Pointing and labeling entries:

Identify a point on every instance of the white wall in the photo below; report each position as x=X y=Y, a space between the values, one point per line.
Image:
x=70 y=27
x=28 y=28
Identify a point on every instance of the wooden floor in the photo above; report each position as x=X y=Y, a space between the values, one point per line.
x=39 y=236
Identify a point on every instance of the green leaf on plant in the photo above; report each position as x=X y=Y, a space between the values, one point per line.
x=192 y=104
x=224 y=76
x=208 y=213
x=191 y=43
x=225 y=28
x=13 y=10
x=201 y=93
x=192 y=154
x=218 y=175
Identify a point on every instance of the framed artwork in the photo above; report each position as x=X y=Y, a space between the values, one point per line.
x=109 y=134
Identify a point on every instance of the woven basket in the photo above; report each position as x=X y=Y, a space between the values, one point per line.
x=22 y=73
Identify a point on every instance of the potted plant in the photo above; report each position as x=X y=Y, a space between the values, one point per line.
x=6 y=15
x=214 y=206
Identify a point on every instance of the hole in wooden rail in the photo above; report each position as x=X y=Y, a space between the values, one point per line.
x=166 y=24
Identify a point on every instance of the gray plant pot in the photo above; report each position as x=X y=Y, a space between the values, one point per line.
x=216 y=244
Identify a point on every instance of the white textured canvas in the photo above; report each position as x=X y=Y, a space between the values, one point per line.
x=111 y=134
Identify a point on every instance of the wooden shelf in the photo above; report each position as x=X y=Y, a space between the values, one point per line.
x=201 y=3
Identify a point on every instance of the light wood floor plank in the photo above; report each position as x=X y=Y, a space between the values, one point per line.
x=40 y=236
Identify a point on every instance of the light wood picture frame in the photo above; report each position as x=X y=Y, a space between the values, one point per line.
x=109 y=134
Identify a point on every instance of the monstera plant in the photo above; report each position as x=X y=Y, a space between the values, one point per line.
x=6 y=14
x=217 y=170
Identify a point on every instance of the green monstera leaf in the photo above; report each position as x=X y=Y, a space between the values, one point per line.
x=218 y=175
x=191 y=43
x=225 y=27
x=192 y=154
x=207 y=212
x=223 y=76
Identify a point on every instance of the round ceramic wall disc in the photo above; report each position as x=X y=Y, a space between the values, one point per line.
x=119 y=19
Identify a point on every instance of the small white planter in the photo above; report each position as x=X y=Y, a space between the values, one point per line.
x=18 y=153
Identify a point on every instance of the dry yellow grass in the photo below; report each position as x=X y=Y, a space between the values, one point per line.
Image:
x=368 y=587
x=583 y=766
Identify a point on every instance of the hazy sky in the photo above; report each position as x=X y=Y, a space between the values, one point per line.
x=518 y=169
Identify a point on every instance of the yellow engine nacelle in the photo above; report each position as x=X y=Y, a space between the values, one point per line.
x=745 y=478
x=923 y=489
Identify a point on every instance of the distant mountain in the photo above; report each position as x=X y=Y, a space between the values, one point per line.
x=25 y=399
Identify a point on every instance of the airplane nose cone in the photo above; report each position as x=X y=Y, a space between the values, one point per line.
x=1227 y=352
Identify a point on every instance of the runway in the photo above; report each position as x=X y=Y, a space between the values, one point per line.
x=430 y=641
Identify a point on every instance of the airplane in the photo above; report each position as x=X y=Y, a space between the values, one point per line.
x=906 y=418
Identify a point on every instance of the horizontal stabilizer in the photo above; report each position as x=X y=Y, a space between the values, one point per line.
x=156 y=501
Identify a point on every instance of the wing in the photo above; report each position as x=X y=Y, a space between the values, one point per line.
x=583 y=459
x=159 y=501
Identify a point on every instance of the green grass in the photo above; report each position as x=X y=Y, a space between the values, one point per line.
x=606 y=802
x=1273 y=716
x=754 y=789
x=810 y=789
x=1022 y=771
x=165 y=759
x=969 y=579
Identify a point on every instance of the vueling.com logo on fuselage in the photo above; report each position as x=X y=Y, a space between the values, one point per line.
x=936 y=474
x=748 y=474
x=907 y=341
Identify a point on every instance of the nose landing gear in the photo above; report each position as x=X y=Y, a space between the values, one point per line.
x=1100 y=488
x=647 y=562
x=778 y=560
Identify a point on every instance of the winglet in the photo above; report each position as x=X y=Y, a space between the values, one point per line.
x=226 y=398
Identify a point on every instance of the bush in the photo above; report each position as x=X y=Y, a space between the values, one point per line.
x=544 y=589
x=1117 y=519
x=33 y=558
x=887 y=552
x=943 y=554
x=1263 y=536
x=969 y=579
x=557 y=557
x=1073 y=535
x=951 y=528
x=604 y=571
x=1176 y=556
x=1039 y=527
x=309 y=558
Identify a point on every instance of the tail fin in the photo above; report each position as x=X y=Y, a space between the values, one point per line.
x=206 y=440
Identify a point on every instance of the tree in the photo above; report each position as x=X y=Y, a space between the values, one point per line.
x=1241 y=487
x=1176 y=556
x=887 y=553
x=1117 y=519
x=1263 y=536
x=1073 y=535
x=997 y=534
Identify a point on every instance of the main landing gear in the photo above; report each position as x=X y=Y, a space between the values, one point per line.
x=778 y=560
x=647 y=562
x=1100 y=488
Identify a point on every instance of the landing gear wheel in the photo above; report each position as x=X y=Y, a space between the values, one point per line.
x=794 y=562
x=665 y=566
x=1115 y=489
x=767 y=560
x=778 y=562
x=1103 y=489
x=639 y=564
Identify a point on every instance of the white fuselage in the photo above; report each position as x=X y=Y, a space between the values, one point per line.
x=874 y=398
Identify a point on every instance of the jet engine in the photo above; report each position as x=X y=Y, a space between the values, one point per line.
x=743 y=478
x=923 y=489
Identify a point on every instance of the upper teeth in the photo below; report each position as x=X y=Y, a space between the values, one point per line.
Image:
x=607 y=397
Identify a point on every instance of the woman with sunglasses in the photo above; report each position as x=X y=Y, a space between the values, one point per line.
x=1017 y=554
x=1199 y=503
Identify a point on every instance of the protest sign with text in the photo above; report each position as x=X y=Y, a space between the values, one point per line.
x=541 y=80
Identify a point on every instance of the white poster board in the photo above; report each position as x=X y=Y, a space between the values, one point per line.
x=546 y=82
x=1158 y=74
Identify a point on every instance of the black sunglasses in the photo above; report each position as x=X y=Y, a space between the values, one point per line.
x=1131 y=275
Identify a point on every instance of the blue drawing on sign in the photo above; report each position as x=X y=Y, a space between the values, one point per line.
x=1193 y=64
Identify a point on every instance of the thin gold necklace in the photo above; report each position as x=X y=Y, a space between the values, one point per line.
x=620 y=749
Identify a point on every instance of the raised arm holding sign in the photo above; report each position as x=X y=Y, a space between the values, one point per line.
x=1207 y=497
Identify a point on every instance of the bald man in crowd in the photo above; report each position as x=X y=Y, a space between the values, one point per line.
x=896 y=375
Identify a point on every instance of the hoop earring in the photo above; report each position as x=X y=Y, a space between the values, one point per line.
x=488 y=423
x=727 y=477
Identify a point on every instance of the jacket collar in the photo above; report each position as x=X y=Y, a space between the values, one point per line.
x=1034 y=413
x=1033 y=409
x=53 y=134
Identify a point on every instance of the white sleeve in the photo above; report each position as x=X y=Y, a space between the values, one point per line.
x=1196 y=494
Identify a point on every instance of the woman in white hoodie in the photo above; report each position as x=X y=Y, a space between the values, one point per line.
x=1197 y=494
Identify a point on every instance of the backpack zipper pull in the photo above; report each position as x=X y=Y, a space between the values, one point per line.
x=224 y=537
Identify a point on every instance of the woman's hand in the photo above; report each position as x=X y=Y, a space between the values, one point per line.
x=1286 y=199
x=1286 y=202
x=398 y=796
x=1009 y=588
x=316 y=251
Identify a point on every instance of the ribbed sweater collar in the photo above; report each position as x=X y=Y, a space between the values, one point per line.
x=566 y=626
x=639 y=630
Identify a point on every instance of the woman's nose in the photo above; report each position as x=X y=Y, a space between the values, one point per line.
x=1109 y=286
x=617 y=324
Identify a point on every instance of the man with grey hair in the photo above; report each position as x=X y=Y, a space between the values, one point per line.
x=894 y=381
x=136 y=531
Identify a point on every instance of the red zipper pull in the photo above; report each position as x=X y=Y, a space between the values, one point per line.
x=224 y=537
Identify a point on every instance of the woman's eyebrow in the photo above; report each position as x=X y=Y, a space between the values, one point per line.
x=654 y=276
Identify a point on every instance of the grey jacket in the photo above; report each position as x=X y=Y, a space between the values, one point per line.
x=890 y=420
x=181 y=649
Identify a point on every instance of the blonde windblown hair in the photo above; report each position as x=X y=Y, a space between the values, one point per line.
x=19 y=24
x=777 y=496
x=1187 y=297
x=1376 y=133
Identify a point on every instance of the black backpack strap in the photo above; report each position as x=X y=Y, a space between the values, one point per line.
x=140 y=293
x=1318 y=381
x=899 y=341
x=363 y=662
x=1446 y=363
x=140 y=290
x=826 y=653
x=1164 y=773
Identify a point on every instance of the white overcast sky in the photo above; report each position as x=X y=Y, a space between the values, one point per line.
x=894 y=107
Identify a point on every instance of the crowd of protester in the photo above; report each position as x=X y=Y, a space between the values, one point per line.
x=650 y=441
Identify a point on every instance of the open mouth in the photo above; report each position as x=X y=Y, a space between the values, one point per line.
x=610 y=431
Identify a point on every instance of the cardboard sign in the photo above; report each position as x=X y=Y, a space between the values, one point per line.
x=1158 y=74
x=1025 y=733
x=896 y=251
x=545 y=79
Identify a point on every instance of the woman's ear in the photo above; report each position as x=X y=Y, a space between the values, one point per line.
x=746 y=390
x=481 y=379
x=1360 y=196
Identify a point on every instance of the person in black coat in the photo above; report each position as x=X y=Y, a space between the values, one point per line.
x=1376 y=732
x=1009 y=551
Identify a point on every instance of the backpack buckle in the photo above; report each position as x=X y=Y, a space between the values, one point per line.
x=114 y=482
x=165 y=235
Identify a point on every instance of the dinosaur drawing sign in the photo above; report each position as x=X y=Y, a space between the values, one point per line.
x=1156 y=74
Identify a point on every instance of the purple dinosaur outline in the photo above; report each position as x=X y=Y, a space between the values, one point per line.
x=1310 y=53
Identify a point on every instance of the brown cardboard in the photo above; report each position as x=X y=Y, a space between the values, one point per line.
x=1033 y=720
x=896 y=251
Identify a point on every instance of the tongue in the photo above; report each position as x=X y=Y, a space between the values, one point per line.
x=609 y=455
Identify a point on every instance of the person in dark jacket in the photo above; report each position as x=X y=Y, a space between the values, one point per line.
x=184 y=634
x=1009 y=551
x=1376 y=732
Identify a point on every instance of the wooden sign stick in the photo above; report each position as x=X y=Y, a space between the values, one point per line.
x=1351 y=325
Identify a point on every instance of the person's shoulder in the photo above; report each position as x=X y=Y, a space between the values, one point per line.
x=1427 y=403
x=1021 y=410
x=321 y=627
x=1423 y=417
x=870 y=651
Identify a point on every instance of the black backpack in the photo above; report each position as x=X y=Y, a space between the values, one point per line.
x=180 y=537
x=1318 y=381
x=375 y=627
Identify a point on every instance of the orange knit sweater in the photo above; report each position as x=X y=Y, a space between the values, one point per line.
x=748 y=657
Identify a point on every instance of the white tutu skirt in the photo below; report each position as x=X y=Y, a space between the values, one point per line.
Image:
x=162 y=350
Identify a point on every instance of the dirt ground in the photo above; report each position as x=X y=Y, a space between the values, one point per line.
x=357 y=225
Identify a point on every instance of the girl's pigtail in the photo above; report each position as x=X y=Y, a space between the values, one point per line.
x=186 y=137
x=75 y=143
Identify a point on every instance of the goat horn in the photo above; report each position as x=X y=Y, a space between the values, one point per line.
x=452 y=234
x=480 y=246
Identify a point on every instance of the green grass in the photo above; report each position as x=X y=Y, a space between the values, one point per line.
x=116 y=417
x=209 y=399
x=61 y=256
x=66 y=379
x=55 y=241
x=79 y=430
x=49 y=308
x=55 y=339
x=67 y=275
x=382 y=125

§ **Job**: Rewrite the records from the line with "Identify a point on every instance of the girl's" to the line with "x=480 y=246", swapping "goat horn" for "goat's horn" and keeping every other part the same.

§ **Result below**:
Identify a point on every instance of the girl's pigtail in the photo above; report each position as x=X y=Y, a space between the values, one point per line.
x=186 y=137
x=75 y=143
Identify a point on every instance of the goat's horn in the photo above; report each position as x=X y=Y, a space between the values, one point per line.
x=452 y=234
x=480 y=246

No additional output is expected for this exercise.